WHAT YOU ARE ASKED TO DO
Continue the passage on cancer hazards in the construction industry from where it stops.

According to a 2005 study produced by the Health and Safety Executive (HSE), the construction industry generally has a higher risk for developing cancers than any other industry, with 8,000 occupational cancer deaths that year alone. Although it’s impossible to eliminate every jobsite risk imaginable, proper safety precautions can help minimize exposure to carcinogenic agents.
Asbestos and its prevalence
Asbestos was used extensively throughout the United Kingdom, with nearly every building constructed before the year 2000 housing the mineral. Initially lauded for its durability and fire-resistance, it was eventually phased out and banned because of its carcinogenic effects.
Builders and tradespeople may find the mineral inside insulation, roofing, flooring, and cement. While these products are largely considered safe when undamaged, asbestos fragments could be released into the air if the materials are broken. When inhaled, these fragments become embedded in the lining of the lungs, abdomen, or heart, where they may cause cellular mutations over time.
This condition may result in mesothelioma, a rare cancer caused solely by asbestos exposure. The disease is almost always fatal and there is no cure. Most patients are given a life expectancy of 12-21 months upon diagnosis. Exposure can be diminished substantially by adhering to safety practices, including asbestos education and the utilisation of personal protective equipment (PPE) in hazard zones.
Silica dust in the industry
Silica is a natural mineral commonly found in rock, clay and sand, and it appears in construction in the form of brick, concrete and tiles. When these materials are implemented in building practices, fine silica dust can form while cutting, grinding, or sanding these materials, posing a respiratory hazard to workers.

SOURCE DATA
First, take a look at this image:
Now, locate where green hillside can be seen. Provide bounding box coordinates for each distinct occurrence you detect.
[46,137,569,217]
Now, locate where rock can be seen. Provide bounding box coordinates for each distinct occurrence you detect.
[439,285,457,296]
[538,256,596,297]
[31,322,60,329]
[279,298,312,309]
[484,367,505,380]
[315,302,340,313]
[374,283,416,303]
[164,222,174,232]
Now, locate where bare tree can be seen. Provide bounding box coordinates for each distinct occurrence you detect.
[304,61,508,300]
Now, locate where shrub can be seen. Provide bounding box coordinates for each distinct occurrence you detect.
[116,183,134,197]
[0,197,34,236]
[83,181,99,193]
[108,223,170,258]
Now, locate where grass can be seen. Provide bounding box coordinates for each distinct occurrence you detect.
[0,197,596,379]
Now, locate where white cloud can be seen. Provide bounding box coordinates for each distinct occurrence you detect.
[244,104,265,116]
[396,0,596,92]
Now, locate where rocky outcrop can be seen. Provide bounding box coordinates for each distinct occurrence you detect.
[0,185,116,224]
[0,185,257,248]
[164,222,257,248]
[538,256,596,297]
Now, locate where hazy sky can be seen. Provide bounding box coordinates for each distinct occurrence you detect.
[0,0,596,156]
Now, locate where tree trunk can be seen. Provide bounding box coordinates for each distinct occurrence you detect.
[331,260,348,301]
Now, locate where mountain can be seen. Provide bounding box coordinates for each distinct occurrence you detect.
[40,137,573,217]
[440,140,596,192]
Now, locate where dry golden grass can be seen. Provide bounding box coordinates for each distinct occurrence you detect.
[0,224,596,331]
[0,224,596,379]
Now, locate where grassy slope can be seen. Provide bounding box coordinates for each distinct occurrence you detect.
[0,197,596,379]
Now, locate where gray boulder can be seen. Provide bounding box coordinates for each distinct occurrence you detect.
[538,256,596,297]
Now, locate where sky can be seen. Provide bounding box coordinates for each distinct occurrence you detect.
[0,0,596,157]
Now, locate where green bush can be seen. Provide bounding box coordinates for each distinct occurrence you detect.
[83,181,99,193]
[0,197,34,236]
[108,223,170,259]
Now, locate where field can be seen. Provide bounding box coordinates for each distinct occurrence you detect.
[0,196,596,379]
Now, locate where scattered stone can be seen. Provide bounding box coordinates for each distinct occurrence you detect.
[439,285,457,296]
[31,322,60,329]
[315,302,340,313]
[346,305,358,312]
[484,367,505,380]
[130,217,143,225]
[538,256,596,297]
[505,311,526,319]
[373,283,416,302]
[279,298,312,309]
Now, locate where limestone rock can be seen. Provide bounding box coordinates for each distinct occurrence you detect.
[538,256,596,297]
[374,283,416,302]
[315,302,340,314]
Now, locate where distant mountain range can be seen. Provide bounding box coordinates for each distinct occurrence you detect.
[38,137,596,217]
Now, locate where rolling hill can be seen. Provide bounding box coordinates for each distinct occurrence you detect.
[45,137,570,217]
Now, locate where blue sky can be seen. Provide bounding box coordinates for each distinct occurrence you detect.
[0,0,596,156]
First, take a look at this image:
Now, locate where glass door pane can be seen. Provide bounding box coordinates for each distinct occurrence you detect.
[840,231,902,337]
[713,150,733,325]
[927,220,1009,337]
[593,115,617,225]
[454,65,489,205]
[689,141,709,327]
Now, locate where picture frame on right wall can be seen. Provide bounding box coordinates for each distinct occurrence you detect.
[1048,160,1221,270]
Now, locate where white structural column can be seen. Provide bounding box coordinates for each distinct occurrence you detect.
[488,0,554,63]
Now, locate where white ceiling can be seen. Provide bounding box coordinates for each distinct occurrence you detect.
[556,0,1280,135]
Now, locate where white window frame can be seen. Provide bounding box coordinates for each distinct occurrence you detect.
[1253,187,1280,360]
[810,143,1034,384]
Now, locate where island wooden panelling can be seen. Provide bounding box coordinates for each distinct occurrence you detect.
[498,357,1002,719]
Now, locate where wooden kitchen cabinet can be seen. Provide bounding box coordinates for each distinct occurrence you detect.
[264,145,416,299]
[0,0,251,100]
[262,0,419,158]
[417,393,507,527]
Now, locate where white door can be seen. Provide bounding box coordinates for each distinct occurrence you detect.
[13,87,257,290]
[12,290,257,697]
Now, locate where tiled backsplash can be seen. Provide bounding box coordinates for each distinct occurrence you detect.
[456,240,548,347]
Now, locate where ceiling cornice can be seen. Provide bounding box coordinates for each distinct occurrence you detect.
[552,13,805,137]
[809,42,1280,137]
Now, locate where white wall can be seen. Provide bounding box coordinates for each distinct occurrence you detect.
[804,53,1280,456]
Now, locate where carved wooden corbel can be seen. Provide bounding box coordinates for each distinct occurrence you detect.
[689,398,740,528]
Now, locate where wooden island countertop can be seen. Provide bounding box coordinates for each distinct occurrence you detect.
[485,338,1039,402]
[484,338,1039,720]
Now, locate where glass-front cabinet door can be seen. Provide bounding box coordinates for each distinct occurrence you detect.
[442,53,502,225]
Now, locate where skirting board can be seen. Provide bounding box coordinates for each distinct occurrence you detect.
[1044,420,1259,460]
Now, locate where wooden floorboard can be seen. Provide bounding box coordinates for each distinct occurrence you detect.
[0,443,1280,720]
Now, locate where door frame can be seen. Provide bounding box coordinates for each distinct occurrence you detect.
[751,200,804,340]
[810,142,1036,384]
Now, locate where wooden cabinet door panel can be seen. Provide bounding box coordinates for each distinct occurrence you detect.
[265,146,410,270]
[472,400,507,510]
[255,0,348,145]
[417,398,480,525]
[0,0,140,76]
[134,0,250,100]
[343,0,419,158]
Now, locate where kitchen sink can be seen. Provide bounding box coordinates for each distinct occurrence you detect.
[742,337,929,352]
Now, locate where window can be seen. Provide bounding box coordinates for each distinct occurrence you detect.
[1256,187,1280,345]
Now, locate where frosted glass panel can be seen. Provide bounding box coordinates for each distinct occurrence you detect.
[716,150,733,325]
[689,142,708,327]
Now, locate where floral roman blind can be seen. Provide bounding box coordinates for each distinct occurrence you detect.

RESPONSE BOX
Prolonged exposure to silica dust can cause serious health issues, including Chronic Obstructive Pulmonary Disease (COPD) and silicosis, and even lung cancer, according to some studies. COPD and silicosis are both characterised by labored breathing, chest pain, and chronic cough, and can become progressively more serious with time. Workers can minimise exposure to silica dust by implementing effective engineering controls and using a water sprayer to control dust.
Diesel engine issues
Many construction vehicles run on diesel engines, including trucks, excavators, and other heavy equipment. Due to the compression of air and the combustion process, these engines produce exhaust composed of a complex mixture, including liquid aerosols, gases, vapours, and soot. Among these components are many carcinogens like Polycyclic Aromatic Hydrocarbons (PAHs). Inhaling these fumes has been known to cause short-term health effects, including eye irritation and minor respiratory discomfort. However, there has been evidence linking long-term exposure to diesel engine exhaust emissions (DEEEs) to an increased incidence of lung cancer, especially in tobacco smokers and those exposed to other carcinogenic substances on the job.
The HSE notes that although diesel engineering and fuel technology have become more sophisticated and safer, the risk still lingers in older machines. Preventative measures to address DEEE include running generators or idling vehicles in well-ventilated areas, and practicing proactive engine maintenance for efficiency.
Builders often work in an occupation filled with risk, but they can maintain their health for years to come by following proper safety protocol. Foremen and builders alike must be aware of these carcinogens, know where they are found, and follow best practices to avoid potential health risks. Universal safety practices such as using PPE and properly calibrated respirators, engineering controls, and appropriate ventilation can safeguard respiratory health and ensure employees finish their current job and many others still to come.